_PROBLEM TO SOLVE_
Will you quote only the lines starting at the one that contains "Could you point to the elephant trunk" and ending with the last line of the listing below, inclusive?

──────────────────────────────

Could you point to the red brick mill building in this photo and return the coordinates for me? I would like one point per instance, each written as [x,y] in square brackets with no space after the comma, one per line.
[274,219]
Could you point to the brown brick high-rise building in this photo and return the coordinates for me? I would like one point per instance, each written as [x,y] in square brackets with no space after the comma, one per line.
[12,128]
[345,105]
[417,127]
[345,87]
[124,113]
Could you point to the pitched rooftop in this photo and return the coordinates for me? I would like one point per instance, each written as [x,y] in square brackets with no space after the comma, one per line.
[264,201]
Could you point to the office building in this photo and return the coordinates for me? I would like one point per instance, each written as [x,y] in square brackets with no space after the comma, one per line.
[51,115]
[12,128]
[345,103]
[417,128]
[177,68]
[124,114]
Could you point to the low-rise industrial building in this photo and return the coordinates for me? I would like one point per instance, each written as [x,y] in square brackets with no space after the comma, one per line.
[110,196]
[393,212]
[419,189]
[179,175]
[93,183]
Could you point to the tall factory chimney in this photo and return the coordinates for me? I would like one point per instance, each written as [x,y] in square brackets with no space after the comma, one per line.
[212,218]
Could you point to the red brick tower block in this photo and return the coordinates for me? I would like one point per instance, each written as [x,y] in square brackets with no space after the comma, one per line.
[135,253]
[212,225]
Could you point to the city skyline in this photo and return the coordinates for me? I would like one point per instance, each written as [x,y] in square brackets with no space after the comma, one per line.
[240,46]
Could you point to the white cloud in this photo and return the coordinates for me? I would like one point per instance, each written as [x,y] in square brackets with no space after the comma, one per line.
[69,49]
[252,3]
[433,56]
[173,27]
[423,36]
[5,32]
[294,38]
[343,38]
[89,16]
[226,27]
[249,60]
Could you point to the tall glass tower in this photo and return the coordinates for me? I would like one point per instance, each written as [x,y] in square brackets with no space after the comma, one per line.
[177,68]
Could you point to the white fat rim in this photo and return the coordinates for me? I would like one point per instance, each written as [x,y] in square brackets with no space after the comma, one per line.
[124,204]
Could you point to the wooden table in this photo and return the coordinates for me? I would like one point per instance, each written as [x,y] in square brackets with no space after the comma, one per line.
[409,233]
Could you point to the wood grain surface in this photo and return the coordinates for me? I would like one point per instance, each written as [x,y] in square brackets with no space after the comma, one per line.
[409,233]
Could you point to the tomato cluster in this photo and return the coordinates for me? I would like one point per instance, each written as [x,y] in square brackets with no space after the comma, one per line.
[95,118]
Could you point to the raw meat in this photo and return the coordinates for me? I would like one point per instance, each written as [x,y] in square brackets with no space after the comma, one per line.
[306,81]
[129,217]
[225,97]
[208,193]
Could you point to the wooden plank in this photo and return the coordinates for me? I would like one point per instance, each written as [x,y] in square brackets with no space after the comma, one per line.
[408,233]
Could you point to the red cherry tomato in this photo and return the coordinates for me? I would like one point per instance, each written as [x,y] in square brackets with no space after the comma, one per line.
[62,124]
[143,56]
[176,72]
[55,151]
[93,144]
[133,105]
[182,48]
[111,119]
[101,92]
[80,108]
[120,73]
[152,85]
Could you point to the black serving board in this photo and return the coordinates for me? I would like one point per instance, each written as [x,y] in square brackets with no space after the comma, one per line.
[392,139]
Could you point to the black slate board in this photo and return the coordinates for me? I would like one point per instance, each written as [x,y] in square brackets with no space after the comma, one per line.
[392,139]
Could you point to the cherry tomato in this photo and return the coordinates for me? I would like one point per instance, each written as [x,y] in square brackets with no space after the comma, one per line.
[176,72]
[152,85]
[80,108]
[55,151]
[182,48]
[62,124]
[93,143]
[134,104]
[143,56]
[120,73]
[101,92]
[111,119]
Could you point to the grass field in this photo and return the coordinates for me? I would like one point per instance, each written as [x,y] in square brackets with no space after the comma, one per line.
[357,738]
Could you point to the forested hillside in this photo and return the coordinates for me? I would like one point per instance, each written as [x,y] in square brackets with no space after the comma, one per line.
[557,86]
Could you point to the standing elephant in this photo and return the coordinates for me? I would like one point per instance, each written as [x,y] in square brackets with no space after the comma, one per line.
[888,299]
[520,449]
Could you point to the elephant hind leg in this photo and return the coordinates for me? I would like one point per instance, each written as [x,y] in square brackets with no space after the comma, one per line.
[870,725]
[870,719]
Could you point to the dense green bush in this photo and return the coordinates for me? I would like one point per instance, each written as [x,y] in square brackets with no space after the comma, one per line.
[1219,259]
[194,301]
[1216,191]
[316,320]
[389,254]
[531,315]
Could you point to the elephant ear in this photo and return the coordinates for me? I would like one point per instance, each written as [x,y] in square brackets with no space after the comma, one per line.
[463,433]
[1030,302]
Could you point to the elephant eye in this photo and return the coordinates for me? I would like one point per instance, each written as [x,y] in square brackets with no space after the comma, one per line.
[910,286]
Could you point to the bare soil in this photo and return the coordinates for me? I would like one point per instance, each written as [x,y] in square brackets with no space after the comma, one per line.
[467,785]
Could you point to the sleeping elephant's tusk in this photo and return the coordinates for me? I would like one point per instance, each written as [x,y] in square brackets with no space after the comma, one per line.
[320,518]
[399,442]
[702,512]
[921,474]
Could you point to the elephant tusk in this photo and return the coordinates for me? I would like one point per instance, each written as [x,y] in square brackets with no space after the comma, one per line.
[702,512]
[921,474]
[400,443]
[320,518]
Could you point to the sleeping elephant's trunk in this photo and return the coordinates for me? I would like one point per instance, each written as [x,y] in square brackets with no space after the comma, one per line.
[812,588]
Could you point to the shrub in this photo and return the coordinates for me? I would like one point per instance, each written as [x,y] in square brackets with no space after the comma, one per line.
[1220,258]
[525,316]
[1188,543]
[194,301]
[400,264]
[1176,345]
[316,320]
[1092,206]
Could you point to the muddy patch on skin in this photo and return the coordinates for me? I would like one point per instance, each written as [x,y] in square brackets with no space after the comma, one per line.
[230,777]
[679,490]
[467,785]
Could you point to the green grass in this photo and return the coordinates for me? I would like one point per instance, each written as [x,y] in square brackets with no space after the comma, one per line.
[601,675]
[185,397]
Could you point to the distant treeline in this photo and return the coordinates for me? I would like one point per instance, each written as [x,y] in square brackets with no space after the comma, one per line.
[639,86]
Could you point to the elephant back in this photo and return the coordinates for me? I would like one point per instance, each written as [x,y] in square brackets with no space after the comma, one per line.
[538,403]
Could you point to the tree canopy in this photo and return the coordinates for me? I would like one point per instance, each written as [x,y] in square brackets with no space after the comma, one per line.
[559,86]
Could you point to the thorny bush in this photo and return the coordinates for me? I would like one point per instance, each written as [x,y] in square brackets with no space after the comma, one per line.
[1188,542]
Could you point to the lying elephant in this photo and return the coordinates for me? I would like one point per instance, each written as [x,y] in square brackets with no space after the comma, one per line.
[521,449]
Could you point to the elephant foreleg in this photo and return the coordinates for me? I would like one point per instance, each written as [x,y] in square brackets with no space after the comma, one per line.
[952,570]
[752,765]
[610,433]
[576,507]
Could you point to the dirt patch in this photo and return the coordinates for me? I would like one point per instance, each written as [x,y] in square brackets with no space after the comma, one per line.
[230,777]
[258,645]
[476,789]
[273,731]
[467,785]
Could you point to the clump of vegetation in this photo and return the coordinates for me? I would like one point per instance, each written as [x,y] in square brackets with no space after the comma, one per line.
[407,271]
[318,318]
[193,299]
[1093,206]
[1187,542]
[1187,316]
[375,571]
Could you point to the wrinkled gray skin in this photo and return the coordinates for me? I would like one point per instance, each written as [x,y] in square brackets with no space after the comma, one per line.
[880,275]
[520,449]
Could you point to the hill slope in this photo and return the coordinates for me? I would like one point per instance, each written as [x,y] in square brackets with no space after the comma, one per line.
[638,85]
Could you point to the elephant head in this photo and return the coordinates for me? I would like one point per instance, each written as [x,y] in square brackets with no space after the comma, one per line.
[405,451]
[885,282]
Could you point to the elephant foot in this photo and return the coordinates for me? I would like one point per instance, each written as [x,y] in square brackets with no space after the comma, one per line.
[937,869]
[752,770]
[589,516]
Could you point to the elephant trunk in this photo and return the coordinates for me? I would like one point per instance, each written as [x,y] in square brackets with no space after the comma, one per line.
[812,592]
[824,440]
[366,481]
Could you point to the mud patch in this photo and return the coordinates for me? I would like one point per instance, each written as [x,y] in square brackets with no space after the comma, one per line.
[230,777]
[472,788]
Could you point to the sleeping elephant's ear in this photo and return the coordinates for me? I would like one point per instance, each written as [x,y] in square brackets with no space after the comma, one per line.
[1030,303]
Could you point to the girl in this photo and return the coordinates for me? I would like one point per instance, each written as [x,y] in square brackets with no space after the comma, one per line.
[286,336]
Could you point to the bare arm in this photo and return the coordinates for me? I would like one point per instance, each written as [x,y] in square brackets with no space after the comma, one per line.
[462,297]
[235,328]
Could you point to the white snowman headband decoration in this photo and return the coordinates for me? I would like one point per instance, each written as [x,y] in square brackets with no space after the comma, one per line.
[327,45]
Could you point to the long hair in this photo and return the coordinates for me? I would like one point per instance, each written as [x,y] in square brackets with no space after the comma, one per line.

──────────────────────────────

_REPLY TO THE EXERCISE_
Could you point to the elephant trunk in this photo and return the coordinates for me? I would like one point per instance, each written as [x,y] in square brackets with no space after the comma, one per line.
[812,592]
[824,440]
[366,481]
Could you point to the mud patch in this photo and return the coordinates for me? I would like one point per instance, each written as [x,y] in square brackets with no space after the comma, one per line.
[230,777]
[472,788]
Could you point to the sleeping elephant's ear in this photo and return the coordinates for me? I would like one point per instance, each written as [x,y] in square brackets with no space after the comma, one per line.
[1030,303]
Could you point to the girl in this photo and return the coordinates for me? I would like one point per instance, each written as [x,y] in square brackets with no space after the comma, one per line.
[286,336]
Could you point to the bare arm in this photo and return the coordinates for me? I would like one point per instance, each written as [x,y] in square brackets with no space after the comma, one per line.
[462,297]
[235,328]
Could you point to the white snowman headband decoration in this photo and return the coordinates for me? I would like one point per instance, each written as [x,y] in square brackets with no space after the comma, one per line.
[327,45]
Could you point to the long hair in this photo and return the coordinates for me? I would like one point per instance, each written as [x,y] in square brackets with no space after the comma, one per line.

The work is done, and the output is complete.